# SFPM and feed rate



## Mutt (Nov 30, 2019)

So  How does one determine SFPM using the chart on the side of the lathe ?








						Gearbox Levers; Feed Rate Chart - Grizzly g4003g Owner's Manual [Page 31]
					

Grizzly g4003g Manual Online: gearbox levers, Feed Rate Chart. Notice Never Move Levers While The Lathe Is Run- Ning, And Never Force Any Lever When Shift- Ing. If The Lever Will Not Engage, Rotate The Chuck By Hand While Keeping Light Pressure On The Lever. As The Chuck Rotates It...




					www.manualslib.com
				



A guy on Youtube sent me this chart also. 


How are the 2 combined to tell ya where to put the gear box handles


----------



## mksj (Nov 30, 2019)

The chart is based on the RPM of the spindle and the cutting diameter of the material, it has nothing to do with the feed gearbox levers. If you don not have variable speed, then you would set the spindle RPM to the closest RPM for the material and tooling being used. As you turn down a material the spindle RPM would increase to maintain constant SFM.  Published SFM (SFPM) are typically for more rigid machines so for carbide I dial down the SFM a bit on my 1340. The gearbox sets the feed rate of the cutter into the material (IPR), which is different then the SFM. You also need to consider the type of cutter/insert profile, DOC, if you are removing maximum material or doing a finishing cut, etc.

> [Given material]
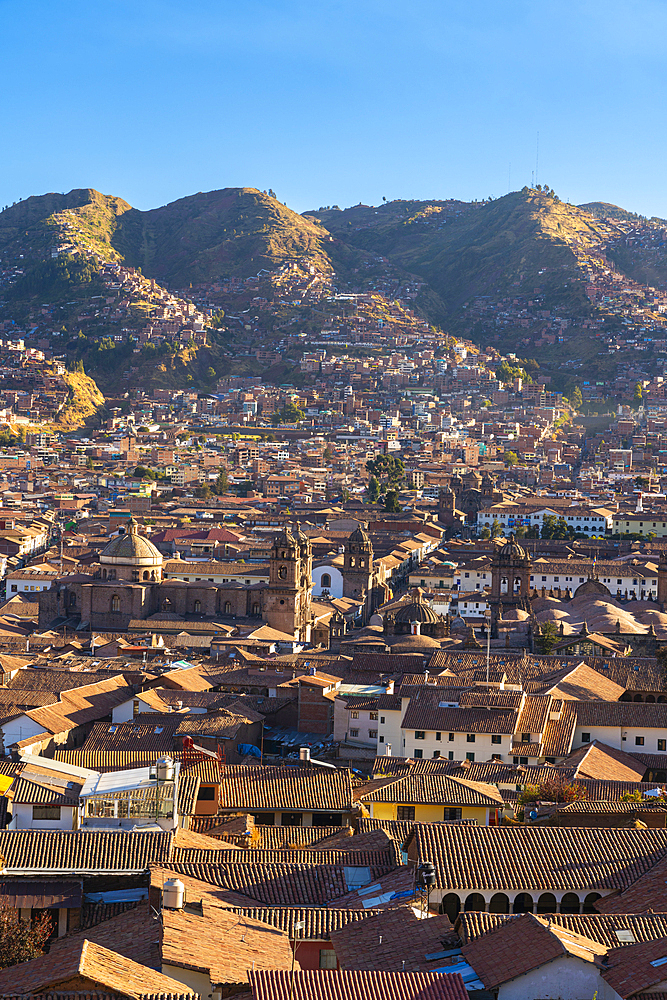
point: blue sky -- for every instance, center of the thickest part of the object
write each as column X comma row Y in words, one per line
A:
column 336, row 101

> [Stated goal 1]
From the thread on SFPM and feed rate, copy the passage that begins with the words containing "The chart is" and ends with "finishing cut, etc.".
> [Stated goal 2]
Answer these questions using the thread on SFPM and feed rate:
(a) Which lathe's owner's manual is cited for the feed rate chart?
(b) According to the reply, what does the gearbox set?
(c) On which machine does the replier dial down the SFM a bit for carbide?

> [Task output 1]
The chart is based on the RPM of the spindle and the cutting diameter of the material, it has nothing to do with the feed gearbox levers. If you don not have variable speed, then you would set the spindle RPM to the closest RPM for the material and tooling being used. As you turn down a material the spindle RPM would increase to maintain constant SFM.  Published SFM (SFPM) are typically for more rigid machines so for carbide I dial down the SFM a bit on my 1340. The gearbox sets the feed rate of the cutter into the material (IPR), which is different then the SFM. You also need to consider the type of cutter/insert profile, DOC, if you are removing maximum material or doing a finishing cut, etc.

> [Task output 2]
(a) The Grizzly g4003g.
(b) The feed rate of the cutter into the material (IPR).
(c) The replier's 1340.